[Travail à faire] Indiquez, d'après le texte sur le smartphone, ce qui fait que la liste de ses services et de ses possibilités ne cesse de s'allonger.

[Texte cité]
---
Dans nos programmes de formation au travail d'équipe et au management, le sujet de la place du smartphone revient très souvent, avec son cortège de questions, de constats, de réflexions, de coups de gueule... Voici quelques pistes pour y voir plus clair.
Un outil de plus en plus puissant et polyvalent.
Le smartphone est devenu bien plus qu'un téléphone. Depuis longtemps il prend des photos, puis aussi des vidéos. Aujourd'hui il nous permet de consulter nos courriels, d'y répondre, d'en envoyer, de naviguer sur le web, de rester branché à l'information en continu, de consulter en direct nos caméras de surveillance. Mais aussi de superviser la qualité de notre sommeil, de contrôler le chauffage de notre logement ou la composition de notre alimentation... Bref, la liste des services et des possibilités ne cesse de s'allonger grâce à de nouvelles applications qui émergent chaque jour. Le smartphone est indiscutablement un outil de plus en plus puissant, qui nous permet de gagner du temps et de maîtriser de plus en plus de paramètres à distance.
---
[Matériel]
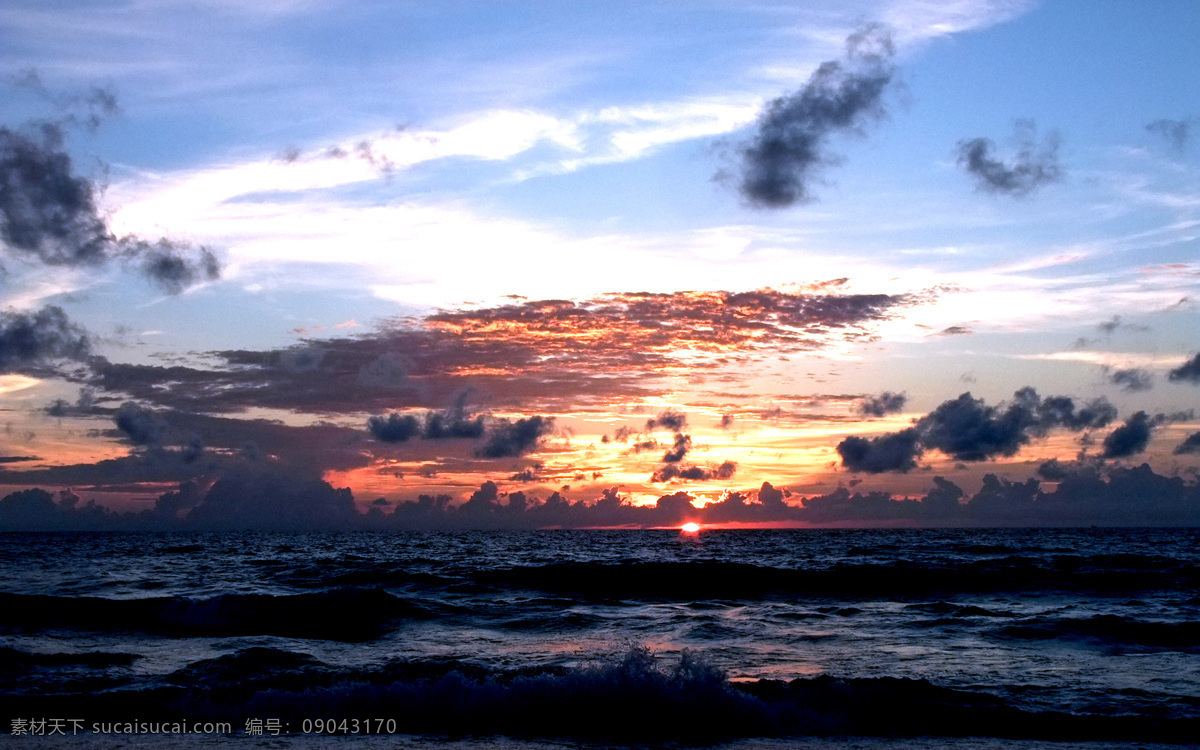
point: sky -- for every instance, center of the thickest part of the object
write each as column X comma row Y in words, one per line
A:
column 600, row 253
---
[La solution] De nouvelles applications qui émergent chaque jour.